_What you should do_
Exact wording is required: give all the records again, minus the pictures.

**** Source records

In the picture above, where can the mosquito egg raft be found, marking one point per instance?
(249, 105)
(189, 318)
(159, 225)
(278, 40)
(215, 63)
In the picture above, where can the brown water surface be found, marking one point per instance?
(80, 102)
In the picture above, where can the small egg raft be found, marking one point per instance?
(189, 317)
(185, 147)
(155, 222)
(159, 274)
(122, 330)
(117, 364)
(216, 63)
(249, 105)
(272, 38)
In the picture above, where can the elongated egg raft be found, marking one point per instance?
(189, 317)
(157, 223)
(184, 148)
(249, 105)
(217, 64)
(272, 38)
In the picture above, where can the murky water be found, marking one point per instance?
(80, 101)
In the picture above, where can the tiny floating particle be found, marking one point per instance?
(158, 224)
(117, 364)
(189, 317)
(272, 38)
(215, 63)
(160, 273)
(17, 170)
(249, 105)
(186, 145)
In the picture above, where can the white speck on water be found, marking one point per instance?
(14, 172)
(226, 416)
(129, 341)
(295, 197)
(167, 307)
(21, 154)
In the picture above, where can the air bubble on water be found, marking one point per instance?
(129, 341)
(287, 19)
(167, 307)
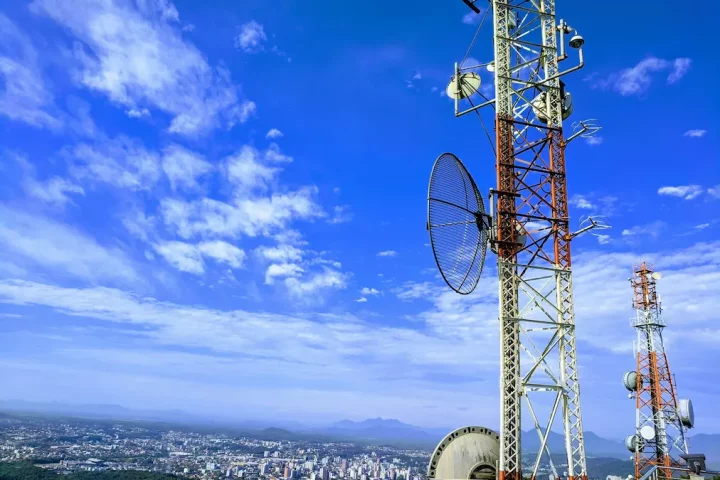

********

_Result for this task_
In the picture above, where can the mosquito egg raft be found, marking one point per instance?
(249, 105)
(189, 318)
(159, 225)
(278, 40)
(215, 63)
In the picture above, where can the brown water surface be found, marking one point per instance?
(80, 102)
In the picture above, where can the small egg raft be found, marking one point per instance?
(189, 317)
(185, 147)
(155, 222)
(159, 274)
(122, 330)
(117, 364)
(216, 63)
(249, 105)
(272, 38)
In the picture above, where can the elongated egg raft be found, marking one point per instance?
(189, 317)
(157, 223)
(184, 148)
(249, 105)
(217, 64)
(272, 38)
In the picture above, where can the murky water be found, marking one point per instance?
(80, 101)
In the picture above, where can the tiny floating particle be found, marking one point per instance?
(158, 224)
(117, 364)
(189, 317)
(272, 38)
(215, 63)
(160, 273)
(17, 170)
(249, 105)
(186, 145)
In the picture above, where can the white speck on water be found, marking one point per instance?
(14, 172)
(226, 416)
(129, 341)
(295, 197)
(167, 307)
(21, 154)
In the picture above, where can the air bubble on water be found, marking one point per instance?
(129, 341)
(287, 19)
(167, 307)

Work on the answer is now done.